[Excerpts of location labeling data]
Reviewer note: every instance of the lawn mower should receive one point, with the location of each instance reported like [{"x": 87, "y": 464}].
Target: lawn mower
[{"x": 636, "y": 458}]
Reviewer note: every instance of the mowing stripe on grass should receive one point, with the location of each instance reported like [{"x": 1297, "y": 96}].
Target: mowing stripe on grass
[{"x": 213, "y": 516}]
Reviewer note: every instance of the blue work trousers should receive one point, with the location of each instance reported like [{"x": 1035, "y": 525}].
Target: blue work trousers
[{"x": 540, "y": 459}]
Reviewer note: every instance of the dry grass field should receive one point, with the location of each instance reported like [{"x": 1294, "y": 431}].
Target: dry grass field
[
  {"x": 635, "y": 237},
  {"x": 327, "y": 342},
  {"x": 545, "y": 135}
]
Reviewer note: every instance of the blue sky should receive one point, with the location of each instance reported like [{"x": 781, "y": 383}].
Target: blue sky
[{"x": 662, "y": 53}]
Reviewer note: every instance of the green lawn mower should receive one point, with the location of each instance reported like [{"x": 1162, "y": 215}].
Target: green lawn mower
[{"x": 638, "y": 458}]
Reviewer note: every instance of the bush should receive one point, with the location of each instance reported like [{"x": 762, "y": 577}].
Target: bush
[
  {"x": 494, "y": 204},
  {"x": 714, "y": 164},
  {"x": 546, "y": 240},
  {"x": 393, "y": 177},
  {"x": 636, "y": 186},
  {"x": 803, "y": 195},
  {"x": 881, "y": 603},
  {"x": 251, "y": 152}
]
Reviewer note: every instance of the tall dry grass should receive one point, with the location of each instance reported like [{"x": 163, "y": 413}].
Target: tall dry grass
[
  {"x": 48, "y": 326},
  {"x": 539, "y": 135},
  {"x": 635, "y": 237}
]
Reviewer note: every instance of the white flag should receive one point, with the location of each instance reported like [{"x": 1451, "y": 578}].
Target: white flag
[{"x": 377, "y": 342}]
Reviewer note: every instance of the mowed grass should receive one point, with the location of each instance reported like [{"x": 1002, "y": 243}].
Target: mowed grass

### To be done:
Starting with the line that contains "Reviewer note: every instance of the dry" and going on through the end of the material, write out those lines again with "receive" switched to "get" and everything else left unchanged.

### Solution:
Reviewer note: every instance of the dry grass field should get one point, with the location of each instance reported like [{"x": 1294, "y": 431}].
Target: dry grass field
[
  {"x": 635, "y": 237},
  {"x": 327, "y": 342},
  {"x": 545, "y": 135}
]
Reviewer note: every instance of the blue sky should get one point, with the location of each instance reported like [{"x": 781, "y": 383}].
Target: blue sky
[{"x": 662, "y": 53}]
Reviewer note: every instance of the green lawn mower should get one point, with the location of each instance reported like [{"x": 1162, "y": 215}].
Target: green lawn mower
[{"x": 638, "y": 458}]
Reviewer note: every instance of the bush should get one point, with the location of each instance reported like [{"x": 762, "y": 577}].
Target: bush
[
  {"x": 494, "y": 204},
  {"x": 714, "y": 164},
  {"x": 546, "y": 240},
  {"x": 393, "y": 177},
  {"x": 636, "y": 186},
  {"x": 803, "y": 195},
  {"x": 881, "y": 603},
  {"x": 251, "y": 152}
]
Reviewer note: every instance of the tall dry grass should get one point, with the location of each instance reported like [{"x": 163, "y": 413}].
Target: tall dry grass
[
  {"x": 48, "y": 326},
  {"x": 539, "y": 135},
  {"x": 635, "y": 237}
]
Reviewer note: every instance of the white flag should get one point, with the location of each instance reported like [{"x": 1451, "y": 578}].
Target: white flag
[{"x": 377, "y": 342}]
Reviewer note: every instance of the mowed grass should get one point, with the location of each instance reported like [{"x": 1002, "y": 243}].
Target: mowed grass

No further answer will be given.